(Object point labels)
==*==

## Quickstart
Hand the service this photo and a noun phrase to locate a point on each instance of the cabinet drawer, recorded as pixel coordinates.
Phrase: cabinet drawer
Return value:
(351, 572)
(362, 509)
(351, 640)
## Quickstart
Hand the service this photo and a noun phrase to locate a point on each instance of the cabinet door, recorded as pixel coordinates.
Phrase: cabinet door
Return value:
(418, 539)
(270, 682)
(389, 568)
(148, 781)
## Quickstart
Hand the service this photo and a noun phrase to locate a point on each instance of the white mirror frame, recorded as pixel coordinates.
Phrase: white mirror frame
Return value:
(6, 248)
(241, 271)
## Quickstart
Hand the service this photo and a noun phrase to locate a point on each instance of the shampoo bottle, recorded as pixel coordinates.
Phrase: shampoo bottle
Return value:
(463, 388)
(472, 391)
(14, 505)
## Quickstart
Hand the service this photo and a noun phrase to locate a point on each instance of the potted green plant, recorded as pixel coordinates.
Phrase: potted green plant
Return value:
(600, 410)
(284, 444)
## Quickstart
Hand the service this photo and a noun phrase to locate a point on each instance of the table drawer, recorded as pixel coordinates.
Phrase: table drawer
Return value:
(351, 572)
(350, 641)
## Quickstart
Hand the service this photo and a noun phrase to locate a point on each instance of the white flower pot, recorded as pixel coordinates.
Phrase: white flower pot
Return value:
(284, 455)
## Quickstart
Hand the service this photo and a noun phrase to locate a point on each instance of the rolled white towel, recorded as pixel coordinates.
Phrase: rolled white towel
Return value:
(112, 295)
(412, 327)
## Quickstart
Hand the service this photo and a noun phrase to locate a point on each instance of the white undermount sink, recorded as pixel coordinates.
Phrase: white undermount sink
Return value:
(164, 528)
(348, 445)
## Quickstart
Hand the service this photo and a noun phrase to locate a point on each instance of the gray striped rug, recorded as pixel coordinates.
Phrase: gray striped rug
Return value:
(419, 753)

==*==

**Given instruction:**
Restate every record exactly, leaving nothing out.

**Output for this exercise:**
## Quickstart
Hand the service this photo and a noun phrase to locate a point on each instance of the cabinet drawer, recorded as pixel coordinates.
Phrase: cabinet drawer
Return value:
(351, 572)
(362, 509)
(351, 640)
## Quickstart
Hand the service this photo and a noun phrase to locate a point on each instance of the cabinet door, recorded as pixel coordinates.
Phrase: cabinet door
Return value:
(418, 539)
(270, 682)
(389, 568)
(148, 781)
## Quickstart
Hand the service this photo and a noun phrase to locate a point on each instance of the white mirror frame, recorded as pixel coordinates.
Phrase: white mirror frame
Return value:
(6, 248)
(241, 271)
## Quickstart
Hand the service this photo and a noun phrase to locate a point on each instance of the shampoo bottle, recorded as pixel coordinates.
Phrase: shampoo bottle
Return value:
(463, 388)
(472, 391)
(14, 505)
## Quickstart
Hand the service this photo and a noun phrase to locate a point on each instance of the potted green plant, recorded as pixel coordinates.
Phrase: potted green plant
Return value:
(600, 410)
(284, 444)
## Quickstart
Hand the service this photo and a noun phrase to locate a point on each instance of the table drawer, recorded as pixel coordinates.
Phrase: table drawer
Return value:
(351, 572)
(350, 641)
## Quickstart
Hand the service this photo and a noun phrase to locate a point on each instance of the white flower pot, recorded as pixel coordinates.
Phrase: white flower pot
Return value:
(284, 455)
## Quickstart
Hand the service this photo and a noun phrase to locate a point on each instance of the rolled white towel, recorded as pixel coordinates.
Phrase: rolled white towel
Return value:
(112, 295)
(412, 327)
## Quickstart
Hand the service this photo and a noun phrase to locate a point on each instance of the white undermount sink, recorded as pixel coordinates.
Phrase: white undermount sink
Return value:
(164, 528)
(348, 445)
## Quickstart
Hand the service this photo and a noun phrase to locate a point on each instance of the gray striped rug, recorded as pixel coordinates.
Phrase: gray striped rug
Return value:
(419, 753)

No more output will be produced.